Excerpts from a dataset:
==================================================
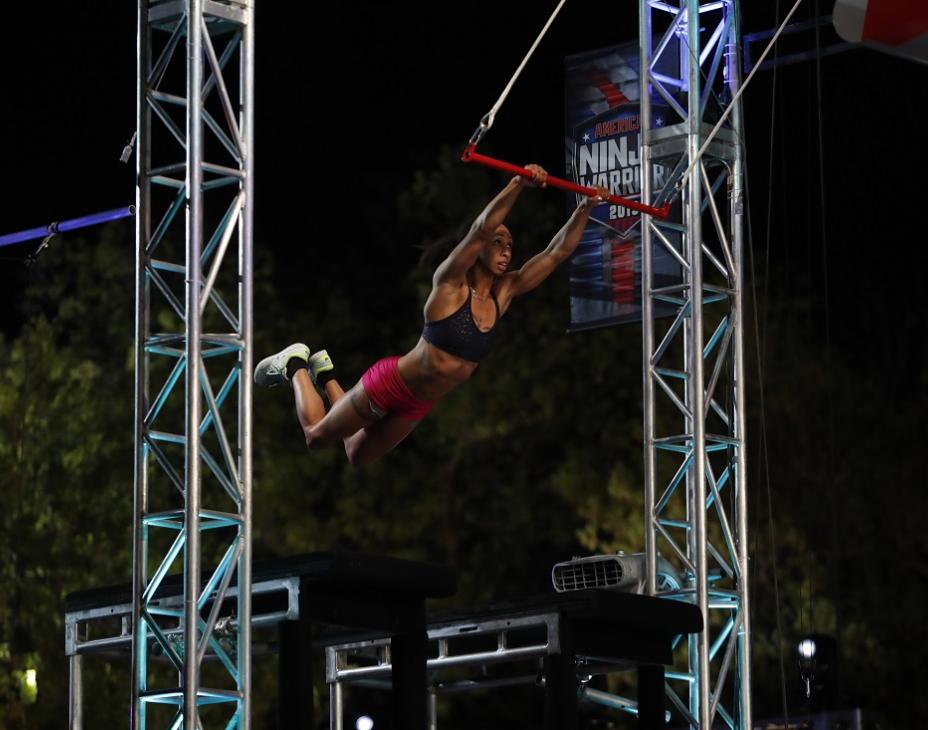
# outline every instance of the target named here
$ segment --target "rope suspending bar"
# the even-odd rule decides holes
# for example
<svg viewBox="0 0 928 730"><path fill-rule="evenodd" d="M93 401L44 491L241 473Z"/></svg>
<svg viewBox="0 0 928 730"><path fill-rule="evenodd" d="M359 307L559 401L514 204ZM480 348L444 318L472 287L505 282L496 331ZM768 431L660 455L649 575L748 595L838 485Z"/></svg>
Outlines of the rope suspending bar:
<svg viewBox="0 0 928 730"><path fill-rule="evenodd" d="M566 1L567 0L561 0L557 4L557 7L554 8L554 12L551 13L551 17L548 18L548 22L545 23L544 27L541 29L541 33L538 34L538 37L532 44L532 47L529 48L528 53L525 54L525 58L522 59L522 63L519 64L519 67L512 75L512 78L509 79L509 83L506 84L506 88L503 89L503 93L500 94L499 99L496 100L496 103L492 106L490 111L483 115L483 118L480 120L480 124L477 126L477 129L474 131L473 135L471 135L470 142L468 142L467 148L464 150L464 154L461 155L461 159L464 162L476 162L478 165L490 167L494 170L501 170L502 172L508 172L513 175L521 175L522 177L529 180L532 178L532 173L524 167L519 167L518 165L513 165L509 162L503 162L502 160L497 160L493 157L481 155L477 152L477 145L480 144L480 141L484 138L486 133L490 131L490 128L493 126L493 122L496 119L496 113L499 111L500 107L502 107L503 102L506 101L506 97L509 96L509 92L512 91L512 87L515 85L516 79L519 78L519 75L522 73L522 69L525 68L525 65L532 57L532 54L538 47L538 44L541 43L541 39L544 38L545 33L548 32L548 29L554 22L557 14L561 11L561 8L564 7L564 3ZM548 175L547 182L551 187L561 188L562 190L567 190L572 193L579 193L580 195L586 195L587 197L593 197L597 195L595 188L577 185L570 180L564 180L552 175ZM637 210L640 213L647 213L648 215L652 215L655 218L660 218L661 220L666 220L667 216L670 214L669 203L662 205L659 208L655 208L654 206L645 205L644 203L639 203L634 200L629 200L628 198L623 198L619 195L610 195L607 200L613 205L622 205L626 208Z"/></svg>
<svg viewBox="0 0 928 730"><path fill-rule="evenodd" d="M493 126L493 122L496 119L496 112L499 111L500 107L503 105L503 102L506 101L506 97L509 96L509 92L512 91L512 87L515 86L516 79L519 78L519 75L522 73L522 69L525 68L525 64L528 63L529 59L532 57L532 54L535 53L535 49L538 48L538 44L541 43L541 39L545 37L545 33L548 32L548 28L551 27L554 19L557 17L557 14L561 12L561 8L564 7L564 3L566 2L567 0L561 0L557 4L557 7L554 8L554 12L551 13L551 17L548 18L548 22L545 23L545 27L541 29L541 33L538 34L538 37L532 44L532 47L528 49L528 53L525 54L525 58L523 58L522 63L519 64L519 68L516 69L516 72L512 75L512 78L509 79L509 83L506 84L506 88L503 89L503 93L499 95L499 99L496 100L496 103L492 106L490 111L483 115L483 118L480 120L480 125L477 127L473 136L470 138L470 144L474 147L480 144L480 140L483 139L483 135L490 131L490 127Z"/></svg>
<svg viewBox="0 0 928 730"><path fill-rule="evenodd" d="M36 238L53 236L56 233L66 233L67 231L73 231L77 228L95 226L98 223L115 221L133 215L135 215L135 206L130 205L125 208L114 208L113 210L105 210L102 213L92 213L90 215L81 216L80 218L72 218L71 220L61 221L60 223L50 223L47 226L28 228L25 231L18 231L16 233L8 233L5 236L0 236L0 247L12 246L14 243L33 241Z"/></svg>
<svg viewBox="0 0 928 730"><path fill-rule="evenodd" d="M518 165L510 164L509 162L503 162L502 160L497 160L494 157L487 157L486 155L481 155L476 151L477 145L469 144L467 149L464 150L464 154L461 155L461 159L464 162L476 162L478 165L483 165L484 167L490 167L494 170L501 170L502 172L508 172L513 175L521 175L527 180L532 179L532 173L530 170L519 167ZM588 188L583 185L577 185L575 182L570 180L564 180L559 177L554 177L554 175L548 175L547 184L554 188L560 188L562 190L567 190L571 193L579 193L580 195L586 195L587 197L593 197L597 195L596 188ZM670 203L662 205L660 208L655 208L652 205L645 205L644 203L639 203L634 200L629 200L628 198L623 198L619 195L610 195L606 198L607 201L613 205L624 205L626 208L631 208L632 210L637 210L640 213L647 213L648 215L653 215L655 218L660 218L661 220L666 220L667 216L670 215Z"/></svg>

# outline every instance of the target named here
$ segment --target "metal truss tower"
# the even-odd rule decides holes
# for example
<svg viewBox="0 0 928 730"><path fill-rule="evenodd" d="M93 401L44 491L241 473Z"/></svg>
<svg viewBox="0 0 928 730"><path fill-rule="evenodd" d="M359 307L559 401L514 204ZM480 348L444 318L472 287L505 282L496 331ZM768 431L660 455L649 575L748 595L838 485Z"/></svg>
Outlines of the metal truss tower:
==================================================
Filter the entries above and return only the lines holding "segment".

■ Final answer
$ segment --target "rope suspending bar"
$ segment --target "metal truss tower"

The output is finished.